### Short problem
Convert the records below into a Markdown table with two columns, Row and Text: number each row in Row and put the line itself in Text. Omit any blank lines.

### Source records

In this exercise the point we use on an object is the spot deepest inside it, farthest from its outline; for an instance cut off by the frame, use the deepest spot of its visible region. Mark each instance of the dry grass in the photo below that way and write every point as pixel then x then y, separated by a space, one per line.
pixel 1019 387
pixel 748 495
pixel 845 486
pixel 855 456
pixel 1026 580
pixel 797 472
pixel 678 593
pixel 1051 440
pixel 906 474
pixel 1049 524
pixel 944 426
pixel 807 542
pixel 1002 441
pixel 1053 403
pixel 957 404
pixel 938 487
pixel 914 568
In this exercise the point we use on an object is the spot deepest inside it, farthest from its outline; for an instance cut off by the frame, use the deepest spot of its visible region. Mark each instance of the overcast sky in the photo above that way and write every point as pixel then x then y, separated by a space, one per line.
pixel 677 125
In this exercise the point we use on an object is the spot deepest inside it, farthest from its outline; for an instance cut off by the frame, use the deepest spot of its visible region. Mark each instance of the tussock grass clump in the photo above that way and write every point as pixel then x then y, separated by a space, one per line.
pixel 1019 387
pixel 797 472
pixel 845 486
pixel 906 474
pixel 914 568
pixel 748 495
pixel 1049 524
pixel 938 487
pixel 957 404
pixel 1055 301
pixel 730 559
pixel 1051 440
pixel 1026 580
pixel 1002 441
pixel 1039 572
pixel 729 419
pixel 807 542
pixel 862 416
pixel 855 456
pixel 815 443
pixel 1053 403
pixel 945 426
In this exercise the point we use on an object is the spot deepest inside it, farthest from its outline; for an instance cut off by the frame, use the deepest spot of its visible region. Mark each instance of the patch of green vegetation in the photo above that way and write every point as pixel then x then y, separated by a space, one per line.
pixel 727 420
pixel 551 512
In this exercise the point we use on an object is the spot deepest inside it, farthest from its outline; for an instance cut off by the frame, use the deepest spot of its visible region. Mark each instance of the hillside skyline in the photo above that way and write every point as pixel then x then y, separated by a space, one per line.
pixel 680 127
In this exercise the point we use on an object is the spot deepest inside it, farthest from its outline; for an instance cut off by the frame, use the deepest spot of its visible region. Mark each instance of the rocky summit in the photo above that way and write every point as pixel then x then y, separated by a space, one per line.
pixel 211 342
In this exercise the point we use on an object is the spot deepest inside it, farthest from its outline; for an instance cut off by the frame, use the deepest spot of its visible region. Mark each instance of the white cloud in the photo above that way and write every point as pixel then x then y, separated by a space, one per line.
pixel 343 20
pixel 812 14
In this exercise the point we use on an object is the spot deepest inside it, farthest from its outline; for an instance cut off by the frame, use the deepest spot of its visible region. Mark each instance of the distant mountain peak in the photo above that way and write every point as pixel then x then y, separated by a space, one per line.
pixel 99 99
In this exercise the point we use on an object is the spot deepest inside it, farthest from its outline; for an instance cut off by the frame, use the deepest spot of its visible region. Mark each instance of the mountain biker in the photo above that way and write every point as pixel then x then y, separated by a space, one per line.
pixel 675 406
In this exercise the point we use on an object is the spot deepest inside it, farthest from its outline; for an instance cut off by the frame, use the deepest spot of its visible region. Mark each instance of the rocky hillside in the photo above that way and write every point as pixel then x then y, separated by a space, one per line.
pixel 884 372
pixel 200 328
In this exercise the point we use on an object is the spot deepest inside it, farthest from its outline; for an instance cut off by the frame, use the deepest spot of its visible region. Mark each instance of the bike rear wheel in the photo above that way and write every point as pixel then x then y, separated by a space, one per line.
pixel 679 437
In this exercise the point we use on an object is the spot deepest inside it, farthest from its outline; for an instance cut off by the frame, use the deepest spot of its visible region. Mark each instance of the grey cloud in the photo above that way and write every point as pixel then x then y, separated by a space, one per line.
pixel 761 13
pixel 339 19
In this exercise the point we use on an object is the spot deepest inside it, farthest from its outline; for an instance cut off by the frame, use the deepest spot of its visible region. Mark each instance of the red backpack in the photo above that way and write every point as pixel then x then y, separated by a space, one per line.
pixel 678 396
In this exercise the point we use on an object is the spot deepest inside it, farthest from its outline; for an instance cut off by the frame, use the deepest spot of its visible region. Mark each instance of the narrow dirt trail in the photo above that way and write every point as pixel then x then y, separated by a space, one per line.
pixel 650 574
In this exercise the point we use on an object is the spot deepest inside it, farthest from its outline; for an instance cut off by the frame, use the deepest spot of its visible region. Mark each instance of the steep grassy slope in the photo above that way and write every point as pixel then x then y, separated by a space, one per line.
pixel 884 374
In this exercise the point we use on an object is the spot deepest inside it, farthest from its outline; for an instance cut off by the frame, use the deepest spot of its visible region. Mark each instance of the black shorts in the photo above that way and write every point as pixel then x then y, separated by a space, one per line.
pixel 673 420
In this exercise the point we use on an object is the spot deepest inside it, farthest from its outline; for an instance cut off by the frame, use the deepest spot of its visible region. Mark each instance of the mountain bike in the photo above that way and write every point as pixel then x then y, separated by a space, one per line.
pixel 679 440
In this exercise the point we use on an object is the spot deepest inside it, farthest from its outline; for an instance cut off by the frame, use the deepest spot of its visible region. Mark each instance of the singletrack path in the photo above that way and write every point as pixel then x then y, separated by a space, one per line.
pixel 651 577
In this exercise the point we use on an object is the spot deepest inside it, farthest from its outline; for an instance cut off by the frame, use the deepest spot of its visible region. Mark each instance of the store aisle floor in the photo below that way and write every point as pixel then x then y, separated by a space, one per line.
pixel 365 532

### Task response
| Row | Text |
|---|---|
| 1 | In this exercise the point we use on an object is the spot deepest inside it, farthest from its outline; for an instance cut off by the frame, use the deepest spot of its visible region. Mark each instance of the dry grass in the photo below that way and write every point as pixel then x then y, separated by a space, one per line. |
| 2 | pixel 1019 387 |
| 3 | pixel 748 495 |
| 4 | pixel 845 486 |
| 5 | pixel 855 456 |
| 6 | pixel 1026 580 |
| 7 | pixel 797 472 |
| 8 | pixel 678 593 |
| 9 | pixel 1051 440 |
| 10 | pixel 906 474 |
| 11 | pixel 1049 524 |
| 12 | pixel 944 426 |
| 13 | pixel 807 542 |
| 14 | pixel 1002 441 |
| 15 | pixel 1053 403 |
| 16 | pixel 957 404 |
| 17 | pixel 938 487 |
| 18 | pixel 914 568 |
| 19 | In this exercise the point we use on an object is the spot deepest inside it, farthest from its outline; for an instance cut off by the frame, use the deepest spot of its visible region. Mark each instance of the overcast sky in the photo above that way and write every point as pixel then x then y, separated by a space, one per line. |
| 20 | pixel 677 125 |
| 21 | In this exercise the point we use on an object is the spot deepest inside it, farthest from its outline; for an instance cut off by the frame, use the deepest spot of its visible region. Mark each instance of the tussock grass clump in the photo above that way and write every point as pixel then x then y, separated by a space, one per line. |
| 22 | pixel 1019 387 |
| 23 | pixel 797 472 |
| 24 | pixel 845 486 |
| 25 | pixel 906 474 |
| 26 | pixel 914 568 |
| 27 | pixel 748 495 |
| 28 | pixel 1049 524 |
| 29 | pixel 938 487 |
| 30 | pixel 957 404 |
| 31 | pixel 1055 301 |
| 32 | pixel 730 559 |
| 33 | pixel 1051 440 |
| 34 | pixel 1026 580 |
| 35 | pixel 1002 441 |
| 36 | pixel 1039 572 |
| 37 | pixel 729 419 |
| 38 | pixel 807 542 |
| 39 | pixel 862 416 |
| 40 | pixel 855 456 |
| 41 | pixel 815 443 |
| 42 | pixel 1053 403 |
| 43 | pixel 945 426 |
| 44 | In this exercise the point we use on an object is the spot deepest inside it, farthest from its outline; for an instance cut off by the frame, use the deepest spot of its visible region. Mark each instance of the patch of green vegetation in the photo above that way and write every point as pixel then x then y, separated by a space, one per line. |
| 45 | pixel 727 420 |
| 46 | pixel 551 512 |
| 47 | In this exercise the point we use on an object is the spot deepest inside it, farthest from its outline; for an instance cut off by the frame, use the deepest spot of its visible region. Mark each instance of the hillside skyline in the photo above that way and write every point as pixel then x then y, separated by a space, one per line. |
| 48 | pixel 680 127 |
| 49 | In this exercise the point we use on an object is the spot deepest inside it, farthest from its outline; for an instance cut off by the frame, use the deepest spot of its visible region. Mark each instance of the rocky summit in the photo above that way and write every point as pixel then x then y, separated by a space, one per line. |
| 50 | pixel 211 342 |
| 51 | In this exercise the point we use on an object is the spot deepest inside it, farthest from its outline; for an instance cut off by the frame, use the deepest spot of its visible region. Mark each instance of the white cloud in the photo above that way and write every point as pixel then x then y, separated by a space, one per line. |
| 52 | pixel 343 20 |
| 53 | pixel 812 14 |
| 54 | In this exercise the point we use on an object is the spot deepest inside it, farthest from its outline; for an instance cut off by the frame, use the deepest spot of its visible region. Mark each instance of the distant mountain peak in the photo above that way and write every point as pixel then x then y, separated by a space, one per line. |
| 55 | pixel 99 99 |
| 56 | In this exercise the point we use on an object is the spot deepest inside it, farthest from its outline; for an instance cut off by the frame, use the deepest spot of its visible region. Mark each instance of the mountain biker in the photo above that way and write every point as pixel then x then y, separated by a space, one per line. |
| 57 | pixel 675 406 |
| 58 | In this exercise the point we use on an object is the spot deepest inside it, farthest from its outline; for an instance cut off by the frame, use the deepest spot of its visible region. Mark each instance of the rocky hillside in the photo above that way and write every point as pixel then x then y, separated by a space, one per line. |
| 59 | pixel 884 372 |
| 60 | pixel 200 328 |
| 61 | In this exercise the point we use on an object is the spot deepest inside it, farthest from its outline; for an instance cut off by the frame, use the deepest spot of its visible region. Mark each instance of the bike rear wheel in the photo above that way and write every point as pixel then x then y, separated by a space, one per line. |
| 62 | pixel 679 437 |
| 63 | In this exercise the point we use on an object is the spot deepest inside it, farthest from its outline; for an instance cut off by the frame, use the deepest spot of its visible region. Mark each instance of the grey cloud in the photo above that way and write every point as pixel then x then y, separated by a space, one per line. |
| 64 | pixel 761 13 |
| 65 | pixel 339 19 |
| 66 | In this exercise the point we use on an object is the spot deepest inside it, farthest from its outline; for an instance cut off by the frame, use the deepest spot of its visible region. Mark each instance of the red backpack in the photo above that way and write every point as pixel then x then y, separated by a space, one per line. |
| 67 | pixel 678 396 |
| 68 | In this exercise the point we use on an object is the spot deepest inside it, farthest from its outline; for an instance cut off by the frame, use the deepest spot of its visible region. Mark each instance of the narrow dirt trail in the photo above that way and write every point as pixel then x then y, separated by a space, one per line. |
| 69 | pixel 650 574 |
| 70 | In this exercise the point we use on an object is the spot deepest inside it, farthest from its outline; for an instance cut off by the frame, use the deepest spot of its visible region. Mark each instance of the steep grassy slope in the photo above that way and write every point as pixel then x then y, separated by a space, one per line. |
| 71 | pixel 884 374 |
| 72 | In this exercise the point we use on an object is the spot deepest inside it, farthest from its outline; for an instance cut off by the frame, use the deepest spot of its visible region. Mark each instance of the black shorts in the photo above that way and write every point as pixel then x then y, separated by a space, one per line. |
| 73 | pixel 673 420 |
| 74 | In this exercise the point we use on an object is the spot deepest inside it, farthest from its outline; for an instance cut off by the frame, use the deepest spot of its visible region. Mark each instance of the mountain bike in the photo above that way and write every point as pixel then x then y, separated by a space, one per line. |
| 75 | pixel 679 440 |
| 76 | In this exercise the point we use on an object is the spot deepest inside it, farthest from its outline; for an instance cut off by the frame, use the deepest spot of its visible region. Mark each instance of the singletrack path in the photo above that way and write every point as pixel then x then y, separated by a space, one per line. |
| 77 | pixel 651 577 |
| 78 | In this exercise the point we use on an object is the spot deepest inside it, farthest from its outline; for an instance cut off by the frame, use the deepest spot of its visible region. Mark each instance of the store aisle floor in the photo below that way and write every point as pixel then x then y, separated by a space, one per line. |
| 79 | pixel 365 532 |